++++ Document section ++++

General George S. Patton's P.T.S.D. Teaching Moment

General George Patton. (Bettmann/Getty Images)

On August 3, 1943, the issue of combat-related post-traumatic stress disorder—though it wasn't yet called that—got national attention after General George S. Patton slapped a soldier and called him a coward because he was hospitalized for "shell shock." Today, this is a recognized mental illness, but in 1943, public opinion on the disorder was decidedly split.

Private Charles H. Kuhl

In August 1943, Private Charles H. Kuhl had been in the army for eight months, during which time he was hospitalized three times for mental health issues. According to his medical chart, he had been diagnosed with "exhaustion," which was a catch-all term for psychological troubles, especially what had been called "shell shock" since World War I and we now recognize as post-traumatic stress disorder. The note added, "He can't take it at the front, evidently. He is repeatedly returned."

A soldier displaying the characteristic thousand-yard stare associated with shell shock. (PD-BRITISHGOV/Wikimedia Commons)

++++ Source information ++++

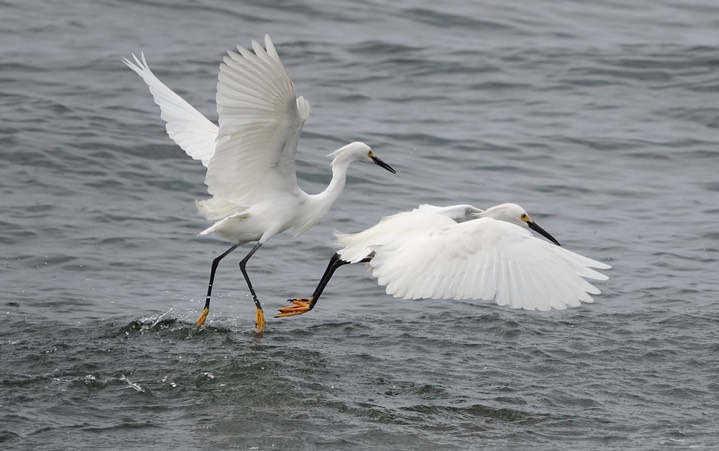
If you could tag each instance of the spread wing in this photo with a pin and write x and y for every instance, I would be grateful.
(190, 130)
(260, 124)
(486, 259)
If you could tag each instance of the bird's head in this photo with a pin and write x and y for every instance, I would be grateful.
(358, 151)
(517, 215)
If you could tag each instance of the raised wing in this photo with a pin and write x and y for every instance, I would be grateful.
(192, 131)
(260, 124)
(486, 259)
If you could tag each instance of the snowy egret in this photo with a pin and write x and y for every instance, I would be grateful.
(462, 252)
(250, 157)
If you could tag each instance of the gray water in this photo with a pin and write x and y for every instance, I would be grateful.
(600, 118)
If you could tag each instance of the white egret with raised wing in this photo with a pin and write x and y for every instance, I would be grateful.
(462, 252)
(250, 156)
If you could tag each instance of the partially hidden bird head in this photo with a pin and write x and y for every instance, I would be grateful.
(516, 215)
(358, 151)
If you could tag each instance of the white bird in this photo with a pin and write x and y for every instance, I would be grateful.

++++

In the Patton article above, how many times had Private Charles H. Kuhl been hospitalized for mental health issues during his eight months in the army?

Three times.